• **Request**: Reproduce every one of the records below word for word, changing nothing.
(begin)
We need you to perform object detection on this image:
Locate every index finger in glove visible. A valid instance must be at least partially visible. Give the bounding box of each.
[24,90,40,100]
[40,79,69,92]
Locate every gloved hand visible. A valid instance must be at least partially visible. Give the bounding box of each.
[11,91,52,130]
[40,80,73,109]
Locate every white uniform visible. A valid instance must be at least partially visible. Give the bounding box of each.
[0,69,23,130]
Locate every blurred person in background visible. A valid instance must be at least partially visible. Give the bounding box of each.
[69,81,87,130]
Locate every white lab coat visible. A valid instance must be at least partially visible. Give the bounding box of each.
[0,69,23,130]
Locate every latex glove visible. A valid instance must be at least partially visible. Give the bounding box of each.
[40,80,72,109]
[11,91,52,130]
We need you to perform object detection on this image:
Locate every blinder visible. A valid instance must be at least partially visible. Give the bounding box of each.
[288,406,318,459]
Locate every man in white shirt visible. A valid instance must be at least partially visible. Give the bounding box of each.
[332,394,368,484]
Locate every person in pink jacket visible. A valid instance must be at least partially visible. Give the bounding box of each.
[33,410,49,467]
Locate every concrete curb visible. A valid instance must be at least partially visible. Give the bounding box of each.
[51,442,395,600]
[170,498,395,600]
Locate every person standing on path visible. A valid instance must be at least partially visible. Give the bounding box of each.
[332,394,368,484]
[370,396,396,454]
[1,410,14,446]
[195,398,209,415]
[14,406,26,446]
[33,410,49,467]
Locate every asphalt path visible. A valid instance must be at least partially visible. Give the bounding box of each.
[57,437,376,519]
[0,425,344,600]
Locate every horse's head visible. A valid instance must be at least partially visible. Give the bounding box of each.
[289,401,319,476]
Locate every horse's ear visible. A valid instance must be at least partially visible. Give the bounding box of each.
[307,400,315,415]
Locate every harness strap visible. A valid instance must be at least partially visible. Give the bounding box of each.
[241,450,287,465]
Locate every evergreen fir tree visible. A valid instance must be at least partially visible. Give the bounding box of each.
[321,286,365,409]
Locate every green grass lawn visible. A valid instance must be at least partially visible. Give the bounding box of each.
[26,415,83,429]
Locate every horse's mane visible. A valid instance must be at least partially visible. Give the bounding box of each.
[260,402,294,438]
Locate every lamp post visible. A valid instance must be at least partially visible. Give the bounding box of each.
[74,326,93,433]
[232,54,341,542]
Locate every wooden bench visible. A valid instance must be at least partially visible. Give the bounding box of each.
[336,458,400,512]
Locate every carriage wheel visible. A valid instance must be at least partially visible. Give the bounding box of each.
(end)
• **Task solution**:
We need you to perform object detection on this image:
Locate every index finger in glove visible. A valid instance must be at least partially visible. Give the bounding box of each.
[24,90,40,100]
[40,79,69,92]
Locate every gloved hand visible. A valid instance must be at least partially visible. Give the bounding box of each.
[11,91,52,130]
[40,80,73,109]
Locate every white uniform visible. A valid instance must be at least partially visible. Give the bounding box of each.
[0,69,23,130]
Locate every blurred person in background visible. A valid instance must be at least partially visible. Give the bounding box of each.
[69,81,87,130]
Locate every white lab coat visible. A valid instance must be at least partially visible. Give the bounding box of each.
[0,69,23,130]
Locate every latex glove visible. A valid instance must be at least partially visible. Give the bounding box of each.
[40,80,72,109]
[11,91,52,130]
We need you to perform object detection on this image:
Locate every blinder visible. A valid instance must be at least partially visible. Give the bounding box of each.
[288,406,318,459]
Locate every man in white shirt visible. A valid instance must be at least partially visible. Give the bounding box of each.
[332,394,368,484]
Locate every person in pink jacket visible. A valid instance must be at least partially visible. Give the bounding box of each.
[33,410,49,467]
Locate every concrete curb visible. A valid instance must be at least partially visible. Give the bounding box of each.
[51,442,395,600]
[170,498,395,600]
Locate every person standing on path visible. A valid instance must be at least partially visible. Give the bounding box of each.
[332,394,368,484]
[370,396,396,454]
[1,410,14,446]
[195,398,209,415]
[14,406,26,446]
[33,410,49,467]
Locate every asphalt path visible. A valid instance must be at least partially visible. Give the bounding box of each.
[57,437,376,519]
[0,425,344,600]
Locate every horse's head visible. A valid instance must be at least partially visible. Give the bounding box of each.
[289,401,319,476]
Locate every horse's ear visible. A valid instance must be at least partially visible. Give the bounding box of each.
[307,400,315,415]
Locate every harness strap visible. A valid instance must be at least partially visible. Give the bounding box of each.
[241,450,287,465]
Locate every evergreen fir tree visible. A valid instance must be at least partially visible. Give the bounding box of each.
[321,286,365,409]
Locate every green grass lawn visible. A valid instance must be at least partially visible. Give the bounding box of each.
[26,415,83,429]
Locate every horse's mane visible. A valid instance must be at least partially visible. Give the bounding box of each.
[260,402,294,438]
Locate every lamp post visible. A valid instance must be at least partially visible. Give the bounding box of each.
[74,326,93,433]
[232,54,341,542]
Locate every wooden bench visible. A valid instance must be at least partially visible. Give the bounding box of each.
[336,458,400,512]
Locate every carriage wheel visible. A valid instance must be at least partially visible. Give the bounding box of each.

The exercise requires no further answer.